◆ Directions for this task
Rewrite all of the records below, replacing "bounding box" with "bounding rectangle" and leaving everything else unchanged. Leave the pictures out of your answer.

┌──

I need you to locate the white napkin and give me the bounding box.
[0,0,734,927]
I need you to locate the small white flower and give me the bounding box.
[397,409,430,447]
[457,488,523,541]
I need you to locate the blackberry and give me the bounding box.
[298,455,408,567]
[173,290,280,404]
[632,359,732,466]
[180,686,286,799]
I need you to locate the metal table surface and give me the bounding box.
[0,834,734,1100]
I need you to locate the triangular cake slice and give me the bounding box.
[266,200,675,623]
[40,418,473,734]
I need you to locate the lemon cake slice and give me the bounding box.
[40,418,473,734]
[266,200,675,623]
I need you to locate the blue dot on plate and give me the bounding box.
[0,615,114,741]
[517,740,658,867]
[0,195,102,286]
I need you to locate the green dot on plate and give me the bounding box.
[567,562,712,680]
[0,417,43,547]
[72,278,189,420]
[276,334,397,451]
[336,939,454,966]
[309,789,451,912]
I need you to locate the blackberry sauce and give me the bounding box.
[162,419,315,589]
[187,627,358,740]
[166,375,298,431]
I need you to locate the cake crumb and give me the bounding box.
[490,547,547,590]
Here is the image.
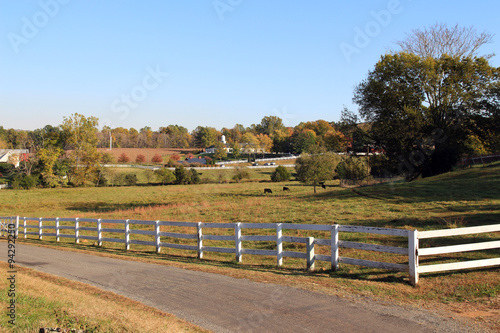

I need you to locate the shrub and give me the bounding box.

└──

◆ Task response
I need you to locate the white napkin and give me the bounding rectangle.
[0,0,734,927]
I need you to locate the small white flower and give me the bounding rectangle.
[397,409,430,447]
[457,488,523,541]
I need you to locate the blackberry and give me the bounding rectangle.
[298,455,408,567]
[173,290,280,404]
[632,359,732,466]
[180,686,286,799]
I need you to locate the metal table surface and give me the bounding rectangle.
[0,834,734,1100]
I need you to locate the triangular cake slice and give me the bounding rectangle.
[266,200,675,623]
[40,418,473,734]
I need you to locate the lemon cake slice and give me the bounding rectangle.
[40,418,473,734]
[266,200,675,623]
I need you to locate the blue dot on plate and give me the bounding rectangle.
[0,615,114,741]
[517,740,658,867]
[0,195,102,286]
I need you to locate the green dot on plate and give me the bounding rectangle.
[567,562,712,680]
[0,417,43,547]
[72,278,189,420]
[276,334,397,451]
[336,939,454,966]
[309,789,451,912]
I need you to locate the blackberry sauce and give me the bounding rectangle.
[162,419,315,589]
[187,627,358,740]
[166,375,298,431]
I need you to locate the cake crumb and give me the bounding rectangle.
[490,547,547,590]
Here is the image.

I need you to locate the shrub and give me the bounding rectangle.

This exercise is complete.